● What is expected: Copy the records below line for line, changing nothing.

[Items from a data source]
>>

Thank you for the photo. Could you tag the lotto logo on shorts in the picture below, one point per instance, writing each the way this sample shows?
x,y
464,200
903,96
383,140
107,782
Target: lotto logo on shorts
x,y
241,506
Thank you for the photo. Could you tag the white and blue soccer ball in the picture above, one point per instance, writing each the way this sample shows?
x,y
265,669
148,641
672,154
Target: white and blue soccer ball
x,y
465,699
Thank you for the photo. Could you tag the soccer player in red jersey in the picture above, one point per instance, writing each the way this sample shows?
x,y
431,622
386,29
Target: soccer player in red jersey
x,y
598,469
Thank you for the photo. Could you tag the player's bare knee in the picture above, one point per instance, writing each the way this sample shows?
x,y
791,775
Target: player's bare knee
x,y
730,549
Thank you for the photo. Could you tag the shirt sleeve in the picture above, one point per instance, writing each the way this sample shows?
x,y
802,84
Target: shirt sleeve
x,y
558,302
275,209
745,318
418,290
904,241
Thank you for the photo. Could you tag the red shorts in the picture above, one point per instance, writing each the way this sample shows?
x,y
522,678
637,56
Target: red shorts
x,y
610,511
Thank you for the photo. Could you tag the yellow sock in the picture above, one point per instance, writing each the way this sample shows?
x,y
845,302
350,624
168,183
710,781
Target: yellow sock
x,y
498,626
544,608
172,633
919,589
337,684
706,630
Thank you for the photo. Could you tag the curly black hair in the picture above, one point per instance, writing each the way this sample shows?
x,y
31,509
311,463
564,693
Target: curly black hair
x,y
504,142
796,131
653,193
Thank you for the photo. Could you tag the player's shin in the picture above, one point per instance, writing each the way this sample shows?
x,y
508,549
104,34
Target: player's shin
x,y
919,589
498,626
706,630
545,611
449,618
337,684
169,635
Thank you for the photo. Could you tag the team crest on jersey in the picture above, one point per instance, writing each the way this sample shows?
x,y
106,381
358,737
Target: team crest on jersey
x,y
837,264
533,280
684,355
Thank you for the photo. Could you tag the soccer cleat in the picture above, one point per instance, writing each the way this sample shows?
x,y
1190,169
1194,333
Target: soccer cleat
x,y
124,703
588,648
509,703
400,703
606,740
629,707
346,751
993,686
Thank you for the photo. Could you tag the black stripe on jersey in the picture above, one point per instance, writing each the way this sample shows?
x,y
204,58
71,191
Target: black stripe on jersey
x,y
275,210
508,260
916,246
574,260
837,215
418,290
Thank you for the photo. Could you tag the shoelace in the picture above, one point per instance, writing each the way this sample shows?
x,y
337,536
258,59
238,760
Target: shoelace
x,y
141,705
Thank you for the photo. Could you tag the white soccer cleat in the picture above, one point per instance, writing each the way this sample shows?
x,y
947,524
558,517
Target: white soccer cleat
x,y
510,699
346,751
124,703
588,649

<<

● The solution:
Thank you for the photo. Could you tag the lotto logo on shorts in the picture below, one point per instance, writing each the way this sample shows?
x,y
464,200
903,96
383,140
107,782
Target: lotto logo on shorts
x,y
241,506
Thank you for the photo. Could you tag the white and blue soccer ball in the picture above, one point per instance, writing each the way this sample shows?
x,y
265,669
148,641
672,154
Target: white and blue soccer ball
x,y
465,699
Thank you for the photo. Could you tag the soccer player in red jersey in the picture above, one point per instance, writing each the way this sample shows?
x,y
431,622
386,29
Target: soccer player in red jersey
x,y
598,469
Thank you for the photo. Could you tag the player's bare knee in the picture above, one point per instance, writing each the way this sample shows?
x,y
791,775
Target: player's bare knee
x,y
730,549
Thank you for the photo. Could you tag the shirt sleeve in the picture above, one point per instance, writing each the way this sample shows?
x,y
802,84
Target: shirt sleeve
x,y
558,302
275,209
745,318
418,290
904,241
Thank you for the photo. Could you tag the red shorts in the picture above, one point per instance, writing each the way this sample shows?
x,y
522,678
637,56
Target: red shorts
x,y
610,511
Thank you for the photo. Could you tag the yellow sock in the picture above, one point per instance, writing each the way this sample shows?
x,y
845,302
350,624
168,183
710,781
Target: yellow sock
x,y
498,626
544,608
172,633
919,589
337,684
706,630
Thank you for the photo. Could you tag the curly black hair in the picture above, one point per instance, writing each the way this sample shows?
x,y
31,509
311,463
564,693
Target: curly black hair
x,y
504,142
796,131
653,193
Thank you for the photo. Could you tag the player's shin in the picture above, one point per instance, writing each the way this sample shows?
x,y
508,549
104,34
Target: player's shin
x,y
919,589
498,626
706,630
545,611
449,618
337,684
169,635
Thank you for the photo. Could you tag the team crest on jersey in the picture above, one point per instance, writing each the way this sample shows?
x,y
106,381
358,737
Target: team crest on jersey
x,y
837,264
533,280
684,355
Thank you for the photo. Could you tag the soccer cleat in the picture above, one point per instance, writing each the way this sample shows?
x,y
1190,169
1194,333
Target: soccer cleat
x,y
124,703
588,648
509,703
400,703
606,740
629,707
346,751
993,686
Thank you for the photo. Could you tag the black stripe on jersey in the picture above, one point per instance, writing each the way this sample shows?
x,y
204,58
71,191
Target: black stripe on jersey
x,y
275,210
508,260
916,246
574,260
837,215
418,290
Thank you for the photo. Could you tag the shoelace in the picture above, one point per instance, writing each the way this sample shows?
x,y
337,536
258,59
238,760
Target: shoelace
x,y
141,705
Thank you for the photo. Could you tag the white soccer cleat in the picture above, one point per instance, writing each the way this sample shows?
x,y
947,524
558,517
Target: white soccer cleat
x,y
510,699
346,751
124,703
588,649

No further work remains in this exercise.